# [Brief]
According to the excerpt on qualified pension plans, what is a plan's normal retirement age typically?

# [Excerpt provided]
^^^^^^^^

Defined benefit and money-purchase pension defined contribution qualified plans must provide benefits in the form of a qualified joint and survivor annuity (QJSA) or a qualified preretirement survivor annuity (QPSA). A QJSA is an annuity for the life of the participant, and if the participant is married, a survivor annuity for the life of the spouse of not less than 50 per cent of the amount payable while the participant was alive. These plans may also be required to offer a qualified optional survivor annuity (QOSA) of either 50 per cent (if the survivor portion of the QJSA is at least 75 per cent) or 75 per cent (if the survivor portion of the QJSA is less than 75 per cent). A QPSA is an annuity for the life of a deceased participant’s surviving spouse where the participant dies before retirement but after reaching the plan’s earliest retirement age. In that situation, the QPSA cannot be less than the survivor portion of the QJSA. For a participant who dies on or before the plan’s earliest retirement age, payments to the surviving spouse may not be less than the survivor portion of the QJSA, determined as if the participant terminated at death, survived until the earliest retirement age, commenced a QJSA and then died the following day.

Those plans, and other types of defined contribution qualified plans, can offer other distribution forms, including other forms of annuities, instalment distributions and lump sums, but a properly witnessed spousal consent to waive the QJSA or QOSA form will be required.

The QJSA, QOSA and QPSA requirements do not apply to other types of defined contribution qualified plans as long as the default beneficiary of the participant’s entire vested benefit is the surviving spouse and the participant does not elect a life annuity form. The participant can designate an alternative beneficiary, but the spouse must provide a properly witnessed spousal consent.

It is common but not required to accelerate vesting if an employee dies while employed.


When can employees retire and receive their full plan benefits? How does early retirement affect benefit calculations?

A qualified plan must allow participants to take distributions by the sixtieth day following the close of the plan year in which occurs the later of: (1) the participant attaining age 65 or, if earlier, the plan’s normal retirement age; (2) the tenth anniversary of the participant’s commencement of participation; or (3) the participant’s termination of service. A plan’s normal retirement age is typically either age 62 or 65. Participants are required to begin taking distributions shortly after attaining age 72 except with respect to active employees who own not more than 5 per cent of the employer.

Defined contribution qualified plans generally allow a terminated employee to receive a distribution immediately following termination. With a defined benefit qualified plan, distributions are typically deferred until normal retirement age, although a plan may permit commencement of benefits at early retirement, often age 55. Such a benefit may be actuarially adjusted to take a longer distribution period into account.

^^^^^^^^

# [Stored records]
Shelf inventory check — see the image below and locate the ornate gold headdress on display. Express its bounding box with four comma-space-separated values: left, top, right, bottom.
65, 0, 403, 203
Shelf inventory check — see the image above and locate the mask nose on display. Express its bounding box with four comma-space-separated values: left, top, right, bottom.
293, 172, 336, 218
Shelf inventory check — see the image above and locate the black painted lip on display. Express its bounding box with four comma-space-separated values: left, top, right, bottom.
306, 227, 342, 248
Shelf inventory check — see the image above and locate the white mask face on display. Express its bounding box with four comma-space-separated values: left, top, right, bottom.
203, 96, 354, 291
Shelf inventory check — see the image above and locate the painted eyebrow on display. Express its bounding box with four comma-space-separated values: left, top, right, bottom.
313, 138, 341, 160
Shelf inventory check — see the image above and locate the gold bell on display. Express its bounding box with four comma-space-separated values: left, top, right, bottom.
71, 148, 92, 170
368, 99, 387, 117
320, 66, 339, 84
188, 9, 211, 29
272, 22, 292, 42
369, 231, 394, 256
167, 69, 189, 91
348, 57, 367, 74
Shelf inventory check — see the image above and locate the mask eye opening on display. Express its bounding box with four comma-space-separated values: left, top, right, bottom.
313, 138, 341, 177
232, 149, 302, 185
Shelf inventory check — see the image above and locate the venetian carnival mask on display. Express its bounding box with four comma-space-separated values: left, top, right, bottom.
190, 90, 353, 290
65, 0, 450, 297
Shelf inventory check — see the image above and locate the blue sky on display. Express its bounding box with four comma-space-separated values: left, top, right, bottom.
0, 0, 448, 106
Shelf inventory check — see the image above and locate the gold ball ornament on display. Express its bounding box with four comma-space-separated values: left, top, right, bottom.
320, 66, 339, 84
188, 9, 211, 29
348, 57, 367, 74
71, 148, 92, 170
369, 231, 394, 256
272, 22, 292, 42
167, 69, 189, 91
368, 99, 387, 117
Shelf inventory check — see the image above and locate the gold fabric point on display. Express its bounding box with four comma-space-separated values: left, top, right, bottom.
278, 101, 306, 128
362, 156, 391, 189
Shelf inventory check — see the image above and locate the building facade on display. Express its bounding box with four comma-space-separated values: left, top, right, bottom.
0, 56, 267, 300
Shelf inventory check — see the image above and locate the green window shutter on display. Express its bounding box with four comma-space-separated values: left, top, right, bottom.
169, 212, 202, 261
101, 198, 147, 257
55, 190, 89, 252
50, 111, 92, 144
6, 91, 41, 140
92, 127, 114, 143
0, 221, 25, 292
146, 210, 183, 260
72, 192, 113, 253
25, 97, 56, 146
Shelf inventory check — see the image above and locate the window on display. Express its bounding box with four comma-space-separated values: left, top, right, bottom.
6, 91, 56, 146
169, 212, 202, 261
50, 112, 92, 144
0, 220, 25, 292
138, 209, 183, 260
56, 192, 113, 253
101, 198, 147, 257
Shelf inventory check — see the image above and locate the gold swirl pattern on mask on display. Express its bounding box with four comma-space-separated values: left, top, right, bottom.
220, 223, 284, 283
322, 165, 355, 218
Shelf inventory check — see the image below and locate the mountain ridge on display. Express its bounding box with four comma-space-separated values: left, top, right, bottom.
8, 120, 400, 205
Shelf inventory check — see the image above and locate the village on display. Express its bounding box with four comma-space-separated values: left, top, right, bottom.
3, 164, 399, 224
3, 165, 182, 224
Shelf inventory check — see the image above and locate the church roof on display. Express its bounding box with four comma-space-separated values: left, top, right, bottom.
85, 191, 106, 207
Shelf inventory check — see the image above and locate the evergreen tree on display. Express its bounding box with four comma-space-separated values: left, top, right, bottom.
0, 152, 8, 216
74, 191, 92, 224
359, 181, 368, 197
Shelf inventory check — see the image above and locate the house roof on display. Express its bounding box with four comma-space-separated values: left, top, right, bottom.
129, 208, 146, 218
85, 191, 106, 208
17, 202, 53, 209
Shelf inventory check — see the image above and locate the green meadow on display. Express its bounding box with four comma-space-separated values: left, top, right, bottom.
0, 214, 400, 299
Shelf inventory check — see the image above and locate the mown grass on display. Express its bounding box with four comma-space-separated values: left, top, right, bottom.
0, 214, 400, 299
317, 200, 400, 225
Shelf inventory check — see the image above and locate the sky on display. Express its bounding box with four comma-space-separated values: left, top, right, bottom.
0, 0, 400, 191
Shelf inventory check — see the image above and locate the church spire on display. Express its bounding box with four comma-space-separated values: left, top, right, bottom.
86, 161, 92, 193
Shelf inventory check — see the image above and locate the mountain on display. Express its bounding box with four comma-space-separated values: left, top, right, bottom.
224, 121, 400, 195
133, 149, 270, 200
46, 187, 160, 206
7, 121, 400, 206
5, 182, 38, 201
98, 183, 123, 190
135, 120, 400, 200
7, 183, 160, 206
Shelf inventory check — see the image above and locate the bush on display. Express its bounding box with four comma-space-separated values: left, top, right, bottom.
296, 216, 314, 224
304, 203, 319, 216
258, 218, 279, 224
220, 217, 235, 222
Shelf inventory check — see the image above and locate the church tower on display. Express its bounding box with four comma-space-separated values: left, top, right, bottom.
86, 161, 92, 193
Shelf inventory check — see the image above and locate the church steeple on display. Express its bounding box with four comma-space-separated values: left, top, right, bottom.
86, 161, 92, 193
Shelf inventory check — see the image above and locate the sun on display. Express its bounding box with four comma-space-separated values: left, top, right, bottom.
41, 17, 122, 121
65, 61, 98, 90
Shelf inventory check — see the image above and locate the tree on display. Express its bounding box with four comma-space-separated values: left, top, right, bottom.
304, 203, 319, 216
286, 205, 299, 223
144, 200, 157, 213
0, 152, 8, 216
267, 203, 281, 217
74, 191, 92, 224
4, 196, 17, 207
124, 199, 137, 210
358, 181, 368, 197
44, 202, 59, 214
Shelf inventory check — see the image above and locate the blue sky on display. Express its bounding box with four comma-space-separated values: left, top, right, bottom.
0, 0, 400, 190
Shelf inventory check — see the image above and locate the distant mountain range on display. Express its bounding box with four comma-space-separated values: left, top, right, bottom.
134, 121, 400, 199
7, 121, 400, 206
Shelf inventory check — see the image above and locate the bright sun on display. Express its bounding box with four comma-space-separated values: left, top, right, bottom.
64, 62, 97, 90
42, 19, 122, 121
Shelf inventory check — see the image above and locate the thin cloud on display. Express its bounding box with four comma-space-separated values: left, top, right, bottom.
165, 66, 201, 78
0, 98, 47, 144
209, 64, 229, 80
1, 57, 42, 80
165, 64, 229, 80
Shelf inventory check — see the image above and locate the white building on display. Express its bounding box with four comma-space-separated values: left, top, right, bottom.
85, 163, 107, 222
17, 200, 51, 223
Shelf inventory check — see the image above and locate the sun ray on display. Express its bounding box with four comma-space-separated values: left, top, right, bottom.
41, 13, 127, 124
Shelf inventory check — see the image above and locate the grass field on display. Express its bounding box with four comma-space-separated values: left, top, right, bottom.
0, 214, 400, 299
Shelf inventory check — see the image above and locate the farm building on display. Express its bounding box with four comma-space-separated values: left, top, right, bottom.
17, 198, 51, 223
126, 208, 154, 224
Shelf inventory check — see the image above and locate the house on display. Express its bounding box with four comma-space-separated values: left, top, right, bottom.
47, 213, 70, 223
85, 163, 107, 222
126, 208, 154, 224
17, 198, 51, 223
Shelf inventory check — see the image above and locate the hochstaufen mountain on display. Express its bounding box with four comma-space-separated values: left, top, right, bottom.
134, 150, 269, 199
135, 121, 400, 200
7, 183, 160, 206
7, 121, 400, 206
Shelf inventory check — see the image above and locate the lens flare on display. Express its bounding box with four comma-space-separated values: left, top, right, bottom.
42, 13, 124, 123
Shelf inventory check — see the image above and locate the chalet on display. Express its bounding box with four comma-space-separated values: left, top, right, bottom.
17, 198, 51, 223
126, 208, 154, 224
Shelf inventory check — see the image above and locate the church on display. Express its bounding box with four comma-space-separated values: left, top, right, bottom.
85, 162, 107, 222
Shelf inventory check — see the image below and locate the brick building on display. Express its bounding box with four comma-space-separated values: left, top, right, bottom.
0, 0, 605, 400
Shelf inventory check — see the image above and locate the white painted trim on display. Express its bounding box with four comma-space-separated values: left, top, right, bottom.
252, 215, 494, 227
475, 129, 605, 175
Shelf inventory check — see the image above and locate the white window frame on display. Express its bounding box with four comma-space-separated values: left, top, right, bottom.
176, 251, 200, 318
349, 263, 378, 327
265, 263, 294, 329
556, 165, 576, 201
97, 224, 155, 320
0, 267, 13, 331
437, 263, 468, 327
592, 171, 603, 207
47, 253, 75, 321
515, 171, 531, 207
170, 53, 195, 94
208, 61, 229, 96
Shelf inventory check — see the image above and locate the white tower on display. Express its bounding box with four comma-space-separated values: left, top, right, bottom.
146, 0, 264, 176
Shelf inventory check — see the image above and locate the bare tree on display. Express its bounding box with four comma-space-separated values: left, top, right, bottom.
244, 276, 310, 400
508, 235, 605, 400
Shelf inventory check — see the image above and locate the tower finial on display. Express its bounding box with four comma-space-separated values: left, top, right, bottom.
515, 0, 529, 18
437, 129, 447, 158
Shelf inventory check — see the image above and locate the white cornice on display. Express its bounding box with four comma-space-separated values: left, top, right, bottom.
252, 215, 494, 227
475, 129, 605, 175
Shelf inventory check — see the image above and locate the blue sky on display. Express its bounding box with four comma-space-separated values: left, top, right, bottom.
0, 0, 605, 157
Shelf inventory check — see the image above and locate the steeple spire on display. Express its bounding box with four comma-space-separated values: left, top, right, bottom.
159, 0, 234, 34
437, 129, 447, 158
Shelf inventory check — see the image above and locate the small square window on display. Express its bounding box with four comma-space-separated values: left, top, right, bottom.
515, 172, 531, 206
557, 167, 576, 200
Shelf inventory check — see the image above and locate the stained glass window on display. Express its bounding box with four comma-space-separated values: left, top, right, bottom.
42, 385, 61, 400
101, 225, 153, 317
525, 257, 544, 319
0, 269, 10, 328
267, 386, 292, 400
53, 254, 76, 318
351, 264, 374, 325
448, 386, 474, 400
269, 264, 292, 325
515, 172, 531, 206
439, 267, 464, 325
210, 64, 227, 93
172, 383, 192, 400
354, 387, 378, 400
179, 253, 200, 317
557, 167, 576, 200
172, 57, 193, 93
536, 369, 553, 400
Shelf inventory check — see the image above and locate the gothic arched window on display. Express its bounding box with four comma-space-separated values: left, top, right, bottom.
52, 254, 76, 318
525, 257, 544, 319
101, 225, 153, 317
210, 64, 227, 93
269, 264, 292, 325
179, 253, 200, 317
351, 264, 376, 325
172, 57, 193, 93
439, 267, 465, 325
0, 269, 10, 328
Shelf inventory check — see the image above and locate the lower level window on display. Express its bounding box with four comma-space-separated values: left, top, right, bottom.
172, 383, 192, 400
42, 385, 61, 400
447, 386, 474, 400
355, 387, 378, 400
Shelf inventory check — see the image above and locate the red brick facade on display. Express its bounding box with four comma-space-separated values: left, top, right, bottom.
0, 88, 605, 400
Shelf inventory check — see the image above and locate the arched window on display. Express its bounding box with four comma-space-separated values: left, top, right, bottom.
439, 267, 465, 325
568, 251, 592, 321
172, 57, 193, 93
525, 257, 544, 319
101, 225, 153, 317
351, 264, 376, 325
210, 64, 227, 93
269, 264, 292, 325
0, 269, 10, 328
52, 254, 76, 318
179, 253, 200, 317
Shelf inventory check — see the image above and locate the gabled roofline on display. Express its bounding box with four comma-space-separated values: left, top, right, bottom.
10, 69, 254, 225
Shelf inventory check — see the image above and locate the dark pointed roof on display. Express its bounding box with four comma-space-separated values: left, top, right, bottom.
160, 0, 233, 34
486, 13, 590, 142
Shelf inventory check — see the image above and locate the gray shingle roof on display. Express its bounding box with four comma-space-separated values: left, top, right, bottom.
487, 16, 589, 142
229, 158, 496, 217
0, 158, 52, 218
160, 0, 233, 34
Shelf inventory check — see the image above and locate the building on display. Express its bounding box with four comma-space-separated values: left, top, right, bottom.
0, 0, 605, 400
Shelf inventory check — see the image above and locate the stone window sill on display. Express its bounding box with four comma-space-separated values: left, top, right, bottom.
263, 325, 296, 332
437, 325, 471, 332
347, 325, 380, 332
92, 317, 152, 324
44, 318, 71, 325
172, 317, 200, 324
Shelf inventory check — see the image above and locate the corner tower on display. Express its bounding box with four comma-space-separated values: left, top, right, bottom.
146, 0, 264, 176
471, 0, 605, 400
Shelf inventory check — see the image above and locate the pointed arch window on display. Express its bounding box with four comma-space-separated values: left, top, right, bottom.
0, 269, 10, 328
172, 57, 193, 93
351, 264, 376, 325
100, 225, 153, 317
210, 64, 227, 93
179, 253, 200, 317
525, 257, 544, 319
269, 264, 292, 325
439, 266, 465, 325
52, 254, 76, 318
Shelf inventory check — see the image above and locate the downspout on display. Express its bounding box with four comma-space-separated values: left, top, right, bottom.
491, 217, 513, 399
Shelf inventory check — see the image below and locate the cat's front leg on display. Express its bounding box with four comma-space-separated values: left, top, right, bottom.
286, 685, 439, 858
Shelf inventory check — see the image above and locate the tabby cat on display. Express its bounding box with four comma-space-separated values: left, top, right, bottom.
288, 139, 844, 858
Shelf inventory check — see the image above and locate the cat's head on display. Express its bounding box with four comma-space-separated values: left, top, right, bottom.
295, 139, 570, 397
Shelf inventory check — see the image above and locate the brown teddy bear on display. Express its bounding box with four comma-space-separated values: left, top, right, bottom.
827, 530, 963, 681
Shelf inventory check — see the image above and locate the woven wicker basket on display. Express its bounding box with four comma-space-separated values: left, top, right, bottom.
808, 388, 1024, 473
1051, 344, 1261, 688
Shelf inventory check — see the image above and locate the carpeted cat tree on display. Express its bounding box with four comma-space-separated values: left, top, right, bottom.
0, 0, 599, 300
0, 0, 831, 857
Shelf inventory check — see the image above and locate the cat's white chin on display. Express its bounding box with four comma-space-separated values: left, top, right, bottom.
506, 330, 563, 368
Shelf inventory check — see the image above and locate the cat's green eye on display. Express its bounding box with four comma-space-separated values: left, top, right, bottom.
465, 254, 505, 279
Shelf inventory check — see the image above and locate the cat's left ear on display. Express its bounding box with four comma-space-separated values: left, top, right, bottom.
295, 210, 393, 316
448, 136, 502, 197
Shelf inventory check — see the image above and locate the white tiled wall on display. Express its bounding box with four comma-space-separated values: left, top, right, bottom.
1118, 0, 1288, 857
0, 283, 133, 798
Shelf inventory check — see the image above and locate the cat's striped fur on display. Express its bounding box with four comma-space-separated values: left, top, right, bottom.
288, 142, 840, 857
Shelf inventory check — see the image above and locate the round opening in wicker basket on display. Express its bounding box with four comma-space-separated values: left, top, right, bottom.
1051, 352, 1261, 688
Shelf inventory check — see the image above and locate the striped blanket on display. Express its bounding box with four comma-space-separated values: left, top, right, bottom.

^^^^^^^^

# [Response below]
Either age 62 or 65.